- **Assigned task**:
The data below is to be output in full, unchanged.

- **Records to process**:
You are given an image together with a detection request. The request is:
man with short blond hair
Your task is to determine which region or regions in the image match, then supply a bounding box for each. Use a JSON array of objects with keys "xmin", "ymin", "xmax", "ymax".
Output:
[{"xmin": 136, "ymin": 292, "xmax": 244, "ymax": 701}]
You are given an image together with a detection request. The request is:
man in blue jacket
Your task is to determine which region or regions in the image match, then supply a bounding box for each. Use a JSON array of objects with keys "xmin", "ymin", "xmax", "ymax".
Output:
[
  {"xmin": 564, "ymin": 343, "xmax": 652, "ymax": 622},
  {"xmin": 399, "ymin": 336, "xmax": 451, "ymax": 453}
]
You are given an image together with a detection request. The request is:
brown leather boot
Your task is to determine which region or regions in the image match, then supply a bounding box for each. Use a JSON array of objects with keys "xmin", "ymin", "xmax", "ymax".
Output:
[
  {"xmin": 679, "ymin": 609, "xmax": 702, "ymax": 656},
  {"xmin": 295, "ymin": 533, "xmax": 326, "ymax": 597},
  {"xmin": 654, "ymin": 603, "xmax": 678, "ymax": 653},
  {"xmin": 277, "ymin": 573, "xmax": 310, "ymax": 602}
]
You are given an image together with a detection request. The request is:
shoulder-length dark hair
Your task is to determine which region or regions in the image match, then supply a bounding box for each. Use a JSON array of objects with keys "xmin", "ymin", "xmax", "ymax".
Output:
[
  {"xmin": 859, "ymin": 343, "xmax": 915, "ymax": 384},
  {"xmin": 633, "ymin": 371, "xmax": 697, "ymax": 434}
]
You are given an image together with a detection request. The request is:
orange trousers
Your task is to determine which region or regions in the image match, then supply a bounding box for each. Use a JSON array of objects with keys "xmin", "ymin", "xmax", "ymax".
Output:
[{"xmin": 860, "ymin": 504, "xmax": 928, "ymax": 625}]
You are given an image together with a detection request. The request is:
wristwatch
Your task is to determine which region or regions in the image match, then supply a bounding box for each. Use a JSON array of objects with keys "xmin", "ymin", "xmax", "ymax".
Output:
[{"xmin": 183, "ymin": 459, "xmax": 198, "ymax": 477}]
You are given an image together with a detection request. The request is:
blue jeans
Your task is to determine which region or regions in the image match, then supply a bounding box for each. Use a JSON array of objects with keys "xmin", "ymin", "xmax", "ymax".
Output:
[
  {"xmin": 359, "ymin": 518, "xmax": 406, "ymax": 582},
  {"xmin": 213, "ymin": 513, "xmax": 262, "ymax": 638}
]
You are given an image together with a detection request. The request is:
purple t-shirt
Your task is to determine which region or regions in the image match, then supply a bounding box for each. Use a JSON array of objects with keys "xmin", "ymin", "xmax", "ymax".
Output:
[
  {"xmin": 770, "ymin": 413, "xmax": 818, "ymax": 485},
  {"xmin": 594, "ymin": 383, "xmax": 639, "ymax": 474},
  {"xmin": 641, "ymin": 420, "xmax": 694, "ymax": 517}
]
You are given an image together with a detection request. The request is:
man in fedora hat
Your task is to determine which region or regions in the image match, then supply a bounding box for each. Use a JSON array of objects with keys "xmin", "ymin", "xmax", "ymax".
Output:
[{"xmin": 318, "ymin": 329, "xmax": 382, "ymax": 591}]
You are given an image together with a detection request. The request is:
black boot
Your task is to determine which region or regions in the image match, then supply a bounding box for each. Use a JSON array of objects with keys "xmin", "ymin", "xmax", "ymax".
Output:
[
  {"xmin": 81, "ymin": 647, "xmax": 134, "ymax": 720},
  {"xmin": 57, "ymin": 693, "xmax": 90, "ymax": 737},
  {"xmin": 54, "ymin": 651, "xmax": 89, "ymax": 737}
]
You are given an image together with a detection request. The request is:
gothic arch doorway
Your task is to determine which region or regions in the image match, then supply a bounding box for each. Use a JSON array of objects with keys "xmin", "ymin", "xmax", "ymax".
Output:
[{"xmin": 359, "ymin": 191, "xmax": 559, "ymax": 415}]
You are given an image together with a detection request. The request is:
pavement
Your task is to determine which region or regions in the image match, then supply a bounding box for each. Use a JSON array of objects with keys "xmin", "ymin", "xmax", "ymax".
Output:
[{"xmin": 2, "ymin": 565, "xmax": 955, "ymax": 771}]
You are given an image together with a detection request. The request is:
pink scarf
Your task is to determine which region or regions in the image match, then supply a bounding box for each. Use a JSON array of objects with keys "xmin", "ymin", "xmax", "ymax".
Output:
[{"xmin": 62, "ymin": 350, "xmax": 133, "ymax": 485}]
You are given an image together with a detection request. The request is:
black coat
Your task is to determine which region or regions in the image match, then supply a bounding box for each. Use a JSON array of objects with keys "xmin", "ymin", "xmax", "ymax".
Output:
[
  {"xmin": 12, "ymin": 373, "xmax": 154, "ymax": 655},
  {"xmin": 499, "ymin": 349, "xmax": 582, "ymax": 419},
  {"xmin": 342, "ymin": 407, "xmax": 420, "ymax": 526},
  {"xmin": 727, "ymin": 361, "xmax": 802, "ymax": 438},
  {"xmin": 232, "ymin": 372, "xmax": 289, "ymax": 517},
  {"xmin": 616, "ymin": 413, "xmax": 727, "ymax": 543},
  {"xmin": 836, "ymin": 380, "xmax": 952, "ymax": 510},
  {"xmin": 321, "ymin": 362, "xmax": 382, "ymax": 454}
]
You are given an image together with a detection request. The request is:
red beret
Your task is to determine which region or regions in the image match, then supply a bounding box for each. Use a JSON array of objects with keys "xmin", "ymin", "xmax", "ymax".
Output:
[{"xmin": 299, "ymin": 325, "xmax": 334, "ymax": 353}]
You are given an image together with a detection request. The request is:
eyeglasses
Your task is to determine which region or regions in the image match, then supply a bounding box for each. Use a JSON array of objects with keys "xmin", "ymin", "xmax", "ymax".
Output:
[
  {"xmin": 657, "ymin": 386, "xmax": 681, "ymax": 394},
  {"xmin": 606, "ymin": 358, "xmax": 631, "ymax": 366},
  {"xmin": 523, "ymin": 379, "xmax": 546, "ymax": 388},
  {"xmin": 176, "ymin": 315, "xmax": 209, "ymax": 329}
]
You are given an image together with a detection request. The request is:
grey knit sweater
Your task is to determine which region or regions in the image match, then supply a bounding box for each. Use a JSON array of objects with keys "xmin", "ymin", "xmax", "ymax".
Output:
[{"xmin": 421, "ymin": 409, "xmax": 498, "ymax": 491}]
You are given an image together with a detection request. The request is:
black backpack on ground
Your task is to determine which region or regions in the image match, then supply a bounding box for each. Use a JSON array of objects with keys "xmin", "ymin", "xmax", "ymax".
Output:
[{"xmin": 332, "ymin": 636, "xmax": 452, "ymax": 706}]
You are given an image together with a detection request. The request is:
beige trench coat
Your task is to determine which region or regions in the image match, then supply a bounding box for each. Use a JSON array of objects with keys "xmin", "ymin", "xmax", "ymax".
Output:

- **Written solution**:
You are given an image together with a detection request. The request is:
man with short blond hair
Your task is to determine which region or regions in the image match, then supply a bounding box for each. Use a JSON array of objects with keys "xmin", "ymin", "xmax", "ymax".
Output:
[{"xmin": 136, "ymin": 292, "xmax": 244, "ymax": 701}]
You are given an image together with a detection request. The request is:
man in blue jacket
Your task is to determine which region or regions in the image match, then supply a bounding box for each. Use a JSON array of objects with keys "xmin", "ymin", "xmax", "ymax".
Output:
[
  {"xmin": 564, "ymin": 343, "xmax": 652, "ymax": 622},
  {"xmin": 399, "ymin": 336, "xmax": 451, "ymax": 453}
]
You are given an image together with a detection request. The request is:
brown leather boot
Your task is to determine which region or regions in the image match, then supply a bounding box for each. Use a JSON array of objects with keys "xmin", "ymin", "xmax", "ymax".
Output:
[
  {"xmin": 679, "ymin": 609, "xmax": 702, "ymax": 656},
  {"xmin": 295, "ymin": 533, "xmax": 326, "ymax": 597},
  {"xmin": 654, "ymin": 603, "xmax": 678, "ymax": 653},
  {"xmin": 277, "ymin": 573, "xmax": 310, "ymax": 602}
]
You are given an image together with a detection request. The request is:
shoulder-length dark hair
Your task is to determine which region or regions in the image match, then supply a bounding box for each. Use a JSON array of objects with keys "xmin", "ymin", "xmax", "ymax".
Output:
[
  {"xmin": 859, "ymin": 343, "xmax": 915, "ymax": 384},
  {"xmin": 633, "ymin": 371, "xmax": 697, "ymax": 434}
]
You are given an image together with a detection request. The request is:
orange trousers
Your task is to determine which region or regions in the image match, then supply a bounding box for each. Use a JSON array of objects with keys "xmin", "ymin", "xmax", "ymax".
Output:
[{"xmin": 860, "ymin": 504, "xmax": 928, "ymax": 625}]
You are given an image together with a detection request. The request is:
wristwatch
Your task is to determine which region or regions in the image match, then supply a bounding box for each. Use a JSON array of objects with keys "xmin", "ymin", "xmax", "ymax".
Output:
[{"xmin": 183, "ymin": 459, "xmax": 198, "ymax": 477}]
You are given an image together with a detection request. The request is:
blue jeans
Your task is to determine which region or regions in the image match, then supply a bounding box for each. Use a JSON array of objects with keys "xmin", "ymin", "xmax", "ymax".
Output:
[
  {"xmin": 359, "ymin": 518, "xmax": 406, "ymax": 582},
  {"xmin": 213, "ymin": 513, "xmax": 262, "ymax": 638}
]
You are given an image together with a detection request. The request is:
purple t-shirt
Your task is to determine which region or regions in the image match, then supply a bounding box for each. Use a JSON array of objects with keys "xmin", "ymin", "xmax", "ymax".
Output:
[
  {"xmin": 770, "ymin": 413, "xmax": 818, "ymax": 485},
  {"xmin": 594, "ymin": 383, "xmax": 639, "ymax": 474},
  {"xmin": 641, "ymin": 420, "xmax": 694, "ymax": 517}
]
You are given an image together with a detection request. The request is:
man in fedora hat
Your task is to determine which region or regions in the image match, then supply a bounding box for each. Use a JSON array of objects with keys "xmin", "ymin", "xmax", "ymax".
Output:
[{"xmin": 318, "ymin": 329, "xmax": 382, "ymax": 591}]
You are given an image together with a detection request. The request is:
black boot
Your task is to determine which region or regions in the image match, then supply a bounding box for each. Use a JSON array of objects with keys "xmin", "ymin", "xmax", "ymax".
Output:
[
  {"xmin": 81, "ymin": 647, "xmax": 134, "ymax": 720},
  {"xmin": 57, "ymin": 693, "xmax": 90, "ymax": 737},
  {"xmin": 54, "ymin": 651, "xmax": 89, "ymax": 737}
]
You are given an image together with a detection request. The request is:
gothic arch doorway
Your task is to determine which region or regions in the image match, then supply a bounding box for each. Use a JSON array of objects with keys "xmin", "ymin", "xmax", "ymax".
Output:
[{"xmin": 359, "ymin": 191, "xmax": 559, "ymax": 415}]
You are given an image together with a detection request. The request is:
pavement
Your task is to determine which region or regions in the image match, then supply a bounding box for each. Use a JSON array of objects with keys "xmin", "ymin", "xmax", "ymax".
Output:
[{"xmin": 2, "ymin": 565, "xmax": 955, "ymax": 771}]
You are given an image together with a detection request. The request is:
pink scarf
Your task is to determine which region or regions in the image match, then supply a bounding box for each. Use a JSON array of objects with keys "xmin", "ymin", "xmax", "ymax".
Output:
[{"xmin": 62, "ymin": 350, "xmax": 133, "ymax": 485}]
You are given an image together with a detection request. The request is:
black coat
Your task is to determine which region or regions in the image match, then supply a bounding box for each. Use a JSON array of objects with keys "xmin", "ymin", "xmax", "ymax".
Output:
[
  {"xmin": 12, "ymin": 373, "xmax": 154, "ymax": 655},
  {"xmin": 499, "ymin": 349, "xmax": 582, "ymax": 419},
  {"xmin": 342, "ymin": 407, "xmax": 420, "ymax": 526},
  {"xmin": 727, "ymin": 361, "xmax": 802, "ymax": 438},
  {"xmin": 232, "ymin": 372, "xmax": 289, "ymax": 517},
  {"xmin": 616, "ymin": 413, "xmax": 727, "ymax": 543},
  {"xmin": 836, "ymin": 380, "xmax": 952, "ymax": 510},
  {"xmin": 321, "ymin": 362, "xmax": 382, "ymax": 454}
]
You are given an image together with a detection request. The request is:
red beret
Your task is to determine which region or regions in the image match, then supply a bounding box for each. Use a JSON array of objects with keys "xmin", "ymin", "xmax", "ymax".
Output:
[{"xmin": 299, "ymin": 325, "xmax": 334, "ymax": 353}]
You are given an image together with a detection request. The request is:
eyeglasses
Your task is to determine which region or regions in the image match, then supply a bounding box for each. Use a JSON array of objects with keys "xmin", "ymin", "xmax", "ymax".
Output:
[
  {"xmin": 657, "ymin": 386, "xmax": 681, "ymax": 394},
  {"xmin": 606, "ymin": 358, "xmax": 631, "ymax": 366},
  {"xmin": 523, "ymin": 379, "xmax": 546, "ymax": 388},
  {"xmin": 176, "ymin": 315, "xmax": 209, "ymax": 329}
]
You are given an image together with a detection request. The request is:
grey knit sweater
Your task is to determine which region or regions in the image match, then supply a bounding box for each. Use a JSON array of objects with keys "xmin", "ymin", "xmax", "ymax".
Output:
[{"xmin": 421, "ymin": 409, "xmax": 498, "ymax": 491}]
You are given an image together with a detection request. The request is:
black backpack on ground
Your task is to determine which region or regions in the image match, then supply a bounding box for each. Use a JSON array of objects with keys "xmin", "ymin", "xmax", "ymax".
Output:
[{"xmin": 332, "ymin": 636, "xmax": 452, "ymax": 706}]
You are given an image together with a detection request. The request is:
beige trench coat
Your task is to determine which region or regions in the image match, then supply a bounding box for each. Use a JSON array of objects with keys "xmin", "ymin", "xmax", "ymax".
Output:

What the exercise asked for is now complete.